## ABOUT THIS EXERCISE
Under this task are some entries; return every one of them exactly.

*** Opening of DATA PROVIDED ***

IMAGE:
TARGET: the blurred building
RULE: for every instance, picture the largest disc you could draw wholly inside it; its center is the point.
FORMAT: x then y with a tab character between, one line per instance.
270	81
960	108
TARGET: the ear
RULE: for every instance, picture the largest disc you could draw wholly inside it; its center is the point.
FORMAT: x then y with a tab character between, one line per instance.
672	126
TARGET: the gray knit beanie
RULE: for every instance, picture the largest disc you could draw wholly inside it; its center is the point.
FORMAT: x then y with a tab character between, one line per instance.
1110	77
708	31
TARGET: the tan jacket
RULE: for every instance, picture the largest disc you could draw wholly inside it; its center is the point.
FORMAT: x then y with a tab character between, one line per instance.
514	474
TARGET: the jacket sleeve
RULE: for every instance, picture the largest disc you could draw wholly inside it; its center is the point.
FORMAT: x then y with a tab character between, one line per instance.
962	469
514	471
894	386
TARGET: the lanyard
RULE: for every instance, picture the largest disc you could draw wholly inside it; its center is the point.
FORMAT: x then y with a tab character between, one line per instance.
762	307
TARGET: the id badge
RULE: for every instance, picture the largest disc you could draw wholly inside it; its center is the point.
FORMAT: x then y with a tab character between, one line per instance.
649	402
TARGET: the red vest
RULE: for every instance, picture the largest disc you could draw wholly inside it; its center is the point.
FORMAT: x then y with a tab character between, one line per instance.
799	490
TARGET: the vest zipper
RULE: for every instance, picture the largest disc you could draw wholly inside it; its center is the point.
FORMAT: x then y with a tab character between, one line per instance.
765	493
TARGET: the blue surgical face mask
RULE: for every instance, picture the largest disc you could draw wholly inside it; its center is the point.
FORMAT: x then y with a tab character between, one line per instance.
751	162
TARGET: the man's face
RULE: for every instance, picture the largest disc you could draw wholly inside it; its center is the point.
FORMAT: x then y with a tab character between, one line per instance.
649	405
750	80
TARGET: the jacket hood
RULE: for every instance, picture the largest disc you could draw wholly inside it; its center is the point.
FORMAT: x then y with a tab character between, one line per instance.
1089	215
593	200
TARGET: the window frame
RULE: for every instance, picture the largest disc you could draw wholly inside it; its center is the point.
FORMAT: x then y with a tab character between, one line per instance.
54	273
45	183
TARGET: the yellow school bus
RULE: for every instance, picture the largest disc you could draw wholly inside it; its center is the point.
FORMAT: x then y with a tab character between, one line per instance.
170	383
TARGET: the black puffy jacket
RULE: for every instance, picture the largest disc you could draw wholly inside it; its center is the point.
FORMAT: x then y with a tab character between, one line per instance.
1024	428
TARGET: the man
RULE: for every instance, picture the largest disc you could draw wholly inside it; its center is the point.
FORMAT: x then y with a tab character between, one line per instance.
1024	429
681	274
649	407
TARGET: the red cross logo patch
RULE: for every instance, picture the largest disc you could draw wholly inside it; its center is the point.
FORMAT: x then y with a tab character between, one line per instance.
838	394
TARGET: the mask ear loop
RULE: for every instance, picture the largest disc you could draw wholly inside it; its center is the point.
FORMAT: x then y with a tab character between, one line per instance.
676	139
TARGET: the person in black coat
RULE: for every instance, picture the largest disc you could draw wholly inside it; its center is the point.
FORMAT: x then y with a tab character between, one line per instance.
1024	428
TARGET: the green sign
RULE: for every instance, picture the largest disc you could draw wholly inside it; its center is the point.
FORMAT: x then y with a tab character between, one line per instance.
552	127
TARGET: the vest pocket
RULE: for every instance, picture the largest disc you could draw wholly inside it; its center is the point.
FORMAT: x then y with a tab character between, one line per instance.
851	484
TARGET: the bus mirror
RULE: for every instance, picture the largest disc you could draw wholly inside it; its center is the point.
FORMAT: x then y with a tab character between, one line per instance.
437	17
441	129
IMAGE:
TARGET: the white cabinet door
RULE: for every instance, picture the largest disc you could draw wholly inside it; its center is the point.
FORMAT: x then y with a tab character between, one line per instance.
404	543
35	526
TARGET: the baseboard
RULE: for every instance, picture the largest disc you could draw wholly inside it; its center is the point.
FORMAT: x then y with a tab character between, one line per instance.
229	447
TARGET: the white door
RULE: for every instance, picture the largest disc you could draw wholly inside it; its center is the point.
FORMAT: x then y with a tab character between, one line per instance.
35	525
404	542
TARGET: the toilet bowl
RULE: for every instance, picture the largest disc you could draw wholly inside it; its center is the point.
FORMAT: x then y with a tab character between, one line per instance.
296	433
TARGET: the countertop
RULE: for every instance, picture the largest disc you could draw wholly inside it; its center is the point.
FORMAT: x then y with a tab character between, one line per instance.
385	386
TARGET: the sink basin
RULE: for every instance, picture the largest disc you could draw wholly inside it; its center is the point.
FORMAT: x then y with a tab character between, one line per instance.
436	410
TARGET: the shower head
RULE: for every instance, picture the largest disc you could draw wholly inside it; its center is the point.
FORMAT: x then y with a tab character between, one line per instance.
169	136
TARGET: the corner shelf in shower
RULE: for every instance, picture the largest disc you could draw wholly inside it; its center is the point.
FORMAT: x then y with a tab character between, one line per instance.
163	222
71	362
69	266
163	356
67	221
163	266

*** Close of DATA PROVIDED ***

## RESPONSE TO THIS TASK
IMAGE:
TARGET: the blurred building
RULE: for every instance, picture the largest disc you could draw wholly inside it; its center is the point.
FORMAT: x then y with a tab character between, one line per instance.
270	81
960	108
TARGET: the ear
RULE: for every instance, picture the largest disc you could draw wholly inside it; its center is the point.
FORMAT: x then y with a tab character between, one line per instance.
672	126
TARGET: the gray knit beanie
RULE: for every instance, picture the largest disc you could draw wholly inside it; its center is the point.
FORMAT: x then y with a tab character between, one line per instance.
1110	77
708	31
TARGET: the tan jacket
RULE: for every instance, picture the largest disc you could draw wholly inside it; its center is the point.
FORMAT: x then y with a tab character between, one line per instance.
514	474
TARGET: the jacket sleeve
RULE: for every instance, picture the largest disc you could draw wholly inside it; its center is the point.
FORMAT: x then y with a tab character between, one line per instance.
962	469
514	471
894	386
TARGET: the lanyard
RULE: for every instance, picture the largest disc you could draw wholly inside it; its center is the point.
FORMAT: x then y with a tab character between, one line per instance.
762	307
TARGET: the id badge
RULE: for every instance, picture the largest disc you could draw wholly inside it; its center is the point.
FORMAT: x then y with a tab character between, one line per instance.
649	402
TARGET: the red vest
RULE: for every instance, picture the largest disc you could draw wholly inside it; its center is the point.
FORMAT: x then y with a tab character between, one line per instance.
799	490
TARGET: the vest zipper
RULE: for every instance, picture the largest disc you could draw wholly inside it; its center is the point.
FORMAT: x then y with a tab character between, one line per instance.
765	493
TARGET: the blue surgical face mask
RULE: for every instance, picture the largest disc you could draw wholly inside it; its center is the point.
FORMAT: x then y with a tab character between, one line per instance.
751	162
TARGET: the man's face
RULE: for every instance, picture the largest disc you could draw wholly inside it; its center is the point.
FORMAT: x then y with a tab character between, one line per instance.
649	405
750	80
TARGET: the jacket hood
RULE: for every instance, picture the largest disc you could draw wholly inside it; its center is the point.
FORMAT: x then y with a tab character between, one line per instance.
1089	215
593	200
TARGET: the window frame
RULE: for every instance, picture the largest disc you could draw wholly inside it; its center is the point.
FORMAT: x then y with a tab character between, one line per instance.
54	273
45	183
TARGET: the yellow school bus
RULE: for every instance, picture the largest disc you could draw wholly inside it; its center is the point.
FORMAT: x then y with a tab character between, one line per instance.
170	383
TARGET: the black puffy jacket
RULE: for every instance, picture the largest disc you could draw wholly inside it; its center is the point.
FORMAT: x then y with a tab character between, one line per instance.
1024	428
TARGET: the man
RULE: for every instance, picture the largest disc you could draw wholly inside it; its center is the point.
FORMAT: x then y with a tab character between, one line per instance.
1024	429
681	274
649	407
TARGET: the red cross logo patch
RULE: for every instance, picture the largest disc you could draw wholly inside it; its center is the point.
FORMAT: x then y with a tab character between, one line per instance.
838	394
TARGET: the mask ear loop
RULE: for every instance, picture the largest disc you could draw wholly inside it; its center is the point.
FORMAT: x then y with a tab character between, one line per instance.
676	139
TARGET: the person in black coat
RULE: for every instance, picture the largest disc you could draw wholly inside it; its center is the point.
FORMAT: x then y with a tab character between, one line per instance.
1024	428
TARGET: the green sign
RULE: for every instance, picture the largest disc you could draw wholly inside it; its center is the point.
FORMAT: x then y with a tab character between, one line per instance.
552	127
TARGET: the vest pocket
RULE: for every instance, picture the largest disc you could draw wholly inside it; its center is the point.
FORMAT: x then y with a tab character between, one line per instance.
851	484
TARGET: the bus mirror
RULE: for every instance, picture the largest disc you could draw wholly inside it; its center is the point.
FORMAT: x then y with a tab character between, one line per instance.
437	17
441	129
IMAGE:
TARGET: the white cabinet door
RULE: for every instance, picture the largest disc you could draw wholly inside it; its center is the point.
FORMAT: x then y with a tab character between, one line per instance.
404	543
35	526
TARGET: the baseboard
RULE: for every instance, picture the largest disc you could draw wholly inside it; its center is the point.
FORMAT: x then y with a tab character between, one line per instance.
229	447
TARGET: the white door
RULE: for every instance, picture the largest disc you could draw wholly inside it; its center is the point.
FORMAT: x then y with a tab character between, one line per instance.
35	525
404	542
TARGET: the toilet bowl
RULE: for every instance, picture the largest disc you could draw wholly inside it; its center is the point.
FORMAT: x then y with a tab character between, one line per instance.
296	433
TARGET: the countertop
RULE: for every instance, picture the largest disc you could draw wholly inside it; its center is the point.
FORMAT: x then y with a tab character between, one line per instance.
385	386
TARGET: the sink basin
RULE: for every instance, picture the largest disc you could draw wholly inside it; its center is the point.
FORMAT: x then y with a tab character between, one line per instance.
436	410
TARGET: the shower head
RULE: for every instance, picture the largest disc you could draw wholly inside it; its center is the point.
FORMAT: x then y with a tab character between, one line per instance.
169	136
TARGET: the corner shelf in shower
RULE: for every instance, picture the largest disc you could draw wholly inside it; its center is the point.
FORMAT: x then y with a tab character between, one line per instance.
163	222
71	362
69	266
163	356
67	221
163	266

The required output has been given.